Centre's and Kentucky's players met in the dining car for breakfast as they approached Chattanooga. The rivalry and battle of two weeks earlier was long forgotten as the two teams wished each other well in their upcoming games. At the Southern terminal, the two teams got off and chatted with fans and then the Wildcats' cars were connected to a Southern, Atlanta bound train, while the Colonels' remained hooked onto the Queen City-Crescent City bound for Birmingham, which later terminated at New Orleans.
( Kentucky tied Georgia Tech, 3-3, lost to Tennessee 18-0 on Thanksgiving, November 29, and finished 4-3-2. )
Birmingham turned out big-time for Centre. At 10:00 A.M. Friday morning, the team stepped off the train at Terminal Station and was greeted by a huge crowd, numerous reporters and photographers, dignitaries, members of the Chamber of Commerce, officials from Auburn, and Centre alumni from the area.
The Tutwiler was one again the headquarters for Centre and its fans.
Centre's familiar Tutwiler Hotel
Members of the Birmingham Country Club, led by S. L. Yerkes, arranged for practices and meals to be at the facility. By the third visit to Birmingham, the drill had been perfected.
Joe Guyon was at the practice on Friday afternoon. Guyon had been a member of the famous Carlisle Indians football team and went to Georgia Tech where he played on Tech's undefeated 1917 team and was an All-American in 1918. He was presently playing on the Oorang Indians, a National Football League team from Larue, Ohio made up of all native Americans, led by the great Jim Thorp.
"I just had to see what everybody's been talking about, Charlie. All I hear is Centre, Centre, Centre."
Uncle Charlie invited the great Guyon to sit on the Centre bench for the next day's game.
Sylacauga was halfway between Auburn and Birmingham. Apparently some fans were stranded there.
The 1923 Centre-Auburn was another sellout with 20,000 tickets sold. It was a perfect afternoon for a football game on Saturday, and Centre matched the weather by playing a perfect football game.
The closest that Auburn got to Centre's goal was the 40 yard line. Centre's offense was described as being "like a finely tuned Stutz Bearcat," a sporting and fast roadster of the time. The boys from Danville "never missed a beat and were on key all afternoon. Auburn was helpless."

****************

### [Requirements]
1. Answer from the passage on Centre's 1923 trip to Birmingham:
(a) To which train were the Wildcats' cars connected at Chattanooga?
(b) At what time did the Centre team step off the train at Terminal Station?
(c) How many tickets were sold for the 1923 game between Centre and Auburn?
2. Extend the passage on Centre's 1923 trip to Birmingham, picking up after its final sentence.
The items come from a separate source and are unrelated to the Centre football passage.

****************

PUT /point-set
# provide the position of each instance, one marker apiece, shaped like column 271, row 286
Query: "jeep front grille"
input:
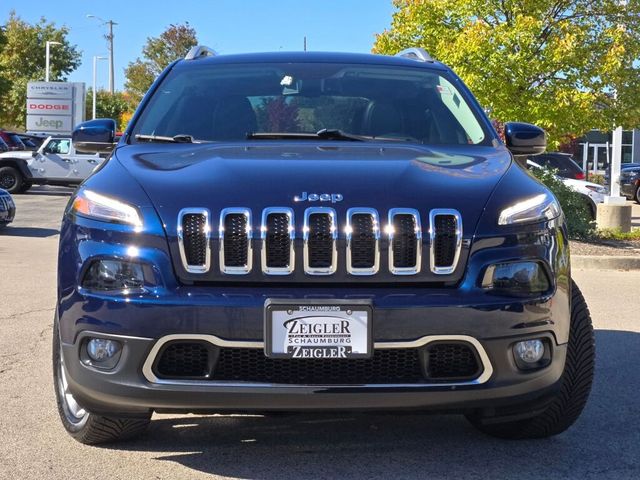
column 278, row 235
column 363, row 236
column 320, row 233
column 193, row 239
column 445, row 236
column 405, row 241
column 362, row 232
column 235, row 241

****************

### [Solved problems]
1.
(a) A Southern train bound for Atlanta.
(b) 10:00 A.M. Friday morning.
(c) 20,000.

2.
Centre ran 78 plays and gained 397 yards for an average of slightly over 5 yards every time a Colonel touched the ball. By contrast, the Auburn Tigers were able to get only 36 plays off all afternoon and gained but 96 yards totally, for an average pickup of slightly over 2 1/2 yards per play.
Herb Covington once again had an outstanding game. The little sparkplug gained 188 yards, nearly doubling Auburn's total offense. Auburn had bottled up Centre's ground game in 1922, and Boozer Pitts had geared his team to watch for passes and end sweeps in 1923, thinking the Colonels wouldn't challenge the Tigers' front wall again.
Boozer made a bad call. Centre decided to ram it down Auburn's throat from the first play. Elmer "Roughy" Rabenstein took over a halfback position in the place of Hope Hudgins, still slowed from an injury against Sewanee.
It was Covey over left tackle. Rabenstein over the right side. Spurlock right up the middle behind Ed Kubale. Covey to the right, Spurlock to the left- play after play relentlessly, the Colonels picking up yardage on every play.
Despite several excellent drives, Centre wasn't able to get the ball into the end zone during the 1st quarter, but the tone had been set. Auburn would run 2 or 3 plays and have to punt. Centre would then gear up its ground game, overwhelming the Tigers once again.
Centre was threatening as the 1st quarter ended, and Covey got 6 points shortly after the 2nd period began. Lemon was good, and that was all of the scoring for the first half as it ended, Centre 7-0.
One unfortunate event occurred in the 1st half which no one, not even Uncle Charlie, had ever seen before. George Chinn, the big Harrodsburg, Kentucky native, was leading the interference downfield ahead of Covington. He took out an Auburn back and landed, face first, on a yard marker which had been generously laid out with lime.
Chinn scooped up a mouthful when he landed and swallowed as his stomach hit the ground. He quickly felt he was ablaze internally.
Time was called and Chinn gulped down water and actually nearly fainted but was revived with ammonia. Finally, Chinn was able to resume play, but after the game stated that, "One thing is certain. I've narrowed my possible jobs when I graduate. I'll never apply to be a fire eater in a side show."
George Chinn, the "lime man"
In the 3rd quarter, the Colonels got the ball on the Auburn 40 and Rabenstein took over and ran nearly every play in a drive which culminated with "Roughy" diving over to score. For the afternoon, Rabenstein also out-rushed the entire Auburn team, picking up 106 yards in 25 carries. After the score, the Colonels lined up to kick and all 11 Tigers rushed. Covey calmly fielded the center and tossed a soft pass to Summers who had stepped into the end zone unmolested.
The 3rd quarter ended with Centre up, 14-0.
Lemon kicked a field goal in the last period to end the scoring. Centre won 17-0. Zip Newman covered the game for the Birmingham "News."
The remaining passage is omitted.